======== Records provided ========
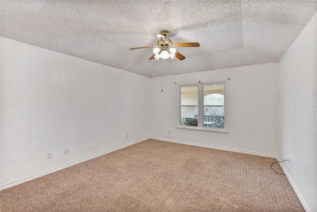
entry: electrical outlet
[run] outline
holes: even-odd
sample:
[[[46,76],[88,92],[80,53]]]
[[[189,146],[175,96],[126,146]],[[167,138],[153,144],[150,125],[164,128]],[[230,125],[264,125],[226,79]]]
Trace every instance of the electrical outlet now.
[[[52,158],[52,157],[53,157],[53,152],[51,151],[50,152],[49,152],[48,153],[48,157],[49,158]]]

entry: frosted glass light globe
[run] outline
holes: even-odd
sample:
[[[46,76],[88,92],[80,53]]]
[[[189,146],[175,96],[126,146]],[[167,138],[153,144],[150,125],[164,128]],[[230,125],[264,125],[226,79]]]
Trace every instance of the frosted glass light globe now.
[[[171,54],[169,55],[169,57],[171,59],[173,59],[174,58],[175,58],[175,54]]]
[[[163,49],[160,52],[159,54],[159,56],[161,58],[163,59],[166,59],[166,58],[168,58],[169,57],[169,53],[166,49]]]
[[[170,48],[168,49],[168,50],[169,51],[169,52],[170,52],[170,54],[175,54],[176,53],[176,49],[174,47]]]

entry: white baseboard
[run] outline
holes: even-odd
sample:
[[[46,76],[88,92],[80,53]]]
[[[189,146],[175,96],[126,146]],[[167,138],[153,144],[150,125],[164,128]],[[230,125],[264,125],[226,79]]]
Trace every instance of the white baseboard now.
[[[278,156],[276,157],[276,159],[277,159],[278,161],[281,161],[281,160],[279,159]],[[291,184],[292,187],[293,187],[293,189],[294,189],[294,191],[295,192],[295,193],[296,193],[296,195],[297,195],[297,197],[298,197],[299,201],[301,201],[301,203],[302,203],[302,205],[303,205],[304,209],[305,210],[305,211],[306,211],[307,212],[311,212],[311,211],[309,209],[309,207],[307,206],[307,204],[306,204],[306,202],[304,200],[304,198],[303,198],[303,197],[302,196],[301,193],[299,192],[295,184],[294,183],[294,181],[292,179],[292,178],[288,174],[288,172],[287,172],[287,170],[286,170],[286,169],[285,168],[285,167],[284,166],[284,164],[283,164],[283,163],[279,163],[281,165],[281,167],[282,167],[282,169],[283,169],[284,173],[286,175],[286,177],[287,177],[288,181]]]
[[[49,169],[49,170],[46,170],[46,171],[39,173],[38,174],[35,174],[34,175],[33,175],[30,176],[29,177],[27,177],[21,179],[20,180],[16,180],[15,181],[14,181],[14,182],[12,182],[11,183],[7,183],[6,184],[1,185],[0,187],[0,191],[1,191],[2,190],[3,190],[3,189],[7,189],[8,188],[11,187],[12,186],[16,186],[16,185],[18,185],[18,184],[20,184],[23,183],[25,183],[25,182],[27,182],[27,181],[29,181],[30,180],[33,180],[34,179],[36,179],[36,178],[39,178],[39,177],[42,177],[42,176],[43,176],[44,175],[48,175],[49,174],[51,174],[52,173],[55,172],[55,171],[59,171],[59,170],[61,170],[61,169],[63,169],[64,168],[69,167],[70,166],[73,166],[74,165],[76,165],[76,164],[77,164],[78,163],[82,163],[83,162],[86,161],[86,160],[90,160],[91,159],[93,159],[93,158],[94,158],[95,157],[99,157],[100,156],[102,156],[102,155],[103,155],[104,154],[107,154],[108,153],[110,153],[110,152],[111,152],[112,151],[114,151],[121,149],[122,148],[124,148],[124,147],[130,146],[131,145],[135,144],[136,143],[139,143],[140,142],[143,141],[147,140],[148,139],[150,139],[150,138],[145,138],[145,139],[141,139],[140,140],[137,141],[136,141],[132,142],[131,143],[128,143],[128,144],[125,144],[125,145],[123,145],[122,146],[118,146],[117,147],[113,148],[112,149],[109,149],[109,150],[106,150],[106,151],[103,151],[102,152],[94,154],[93,155],[90,156],[89,157],[85,157],[85,158],[83,158],[83,159],[81,159],[80,160],[76,160],[76,161],[74,161],[74,162],[72,162],[71,163],[67,163],[67,164],[66,164],[65,165],[61,165],[60,166],[57,167],[56,168],[53,168],[53,169]]]
[[[169,140],[169,139],[161,139],[161,138],[159,138],[151,137],[151,139],[154,139],[154,140],[156,140],[162,141],[163,141],[172,142],[173,143],[181,143],[181,144],[183,144],[191,145],[193,145],[193,146],[200,146],[200,147],[202,147],[214,148],[214,149],[219,149],[219,150],[225,150],[225,151],[234,151],[235,152],[239,152],[239,153],[245,153],[245,154],[253,154],[253,155],[255,155],[262,156],[263,157],[271,157],[271,158],[277,158],[276,155],[273,155],[273,154],[266,154],[266,153],[265,153],[256,152],[255,152],[255,151],[246,151],[246,150],[240,150],[240,149],[234,149],[234,148],[231,148],[222,147],[220,147],[220,146],[212,146],[212,145],[210,145],[201,144],[199,144],[199,143],[192,143],[192,142],[190,142],[180,141],[175,141],[175,140]]]
[[[192,143],[189,142],[180,141],[179,141],[171,140],[169,139],[161,139],[159,138],[151,137],[151,139],[154,139],[156,140],[159,140],[163,141],[171,142],[173,143],[181,143],[181,144],[186,144],[186,145],[191,145],[196,146],[201,146],[201,147],[206,147],[206,148],[214,148],[216,149],[224,150],[226,151],[234,151],[235,152],[244,153],[245,154],[253,154],[255,155],[262,156],[264,157],[271,157],[273,158],[276,159],[279,161],[281,161],[279,159],[278,156],[276,155],[274,155],[273,154],[259,153],[259,152],[256,152],[254,151],[246,151],[246,150],[236,149],[233,149],[231,148],[221,147],[215,146],[212,146],[212,145],[209,145],[201,144],[199,143]],[[281,165],[281,167],[282,167],[283,171],[284,171],[284,172],[285,173],[285,175],[286,175],[286,177],[287,177],[288,181],[289,181],[290,183],[291,184],[291,185],[293,187],[293,189],[295,192],[295,193],[297,195],[297,197],[298,197],[298,199],[301,202],[301,203],[302,203],[302,205],[303,205],[303,207],[304,207],[304,209],[307,212],[310,212],[311,211],[310,210],[309,208],[307,206],[307,205],[306,204],[305,200],[304,200],[304,199],[302,197],[301,193],[298,191],[298,189],[297,189],[297,187],[296,187],[295,183],[293,181],[293,180],[292,180],[292,178],[290,176],[289,174],[288,174],[288,172],[287,172],[287,171],[286,170],[285,167],[284,166],[284,165],[282,163],[280,163],[280,165]]]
========
◆ **Task statement**
Please reproduce the lines of the listing above verbatim, starting at the line containing "entry: white baseboard" and ending at the line containing "Trace every instance of the white", with both of those lines included.

◆ **Answer to the problem**
entry: white baseboard
[run] outline
holes: even-odd
sample:
[[[46,76],[88,92],[80,53]]]
[[[189,146],[175,96],[126,146]],[[167,138],[153,144],[150,125],[164,128]],[[230,125],[264,125],[226,79]]]
Trace every instance of the white baseboard now.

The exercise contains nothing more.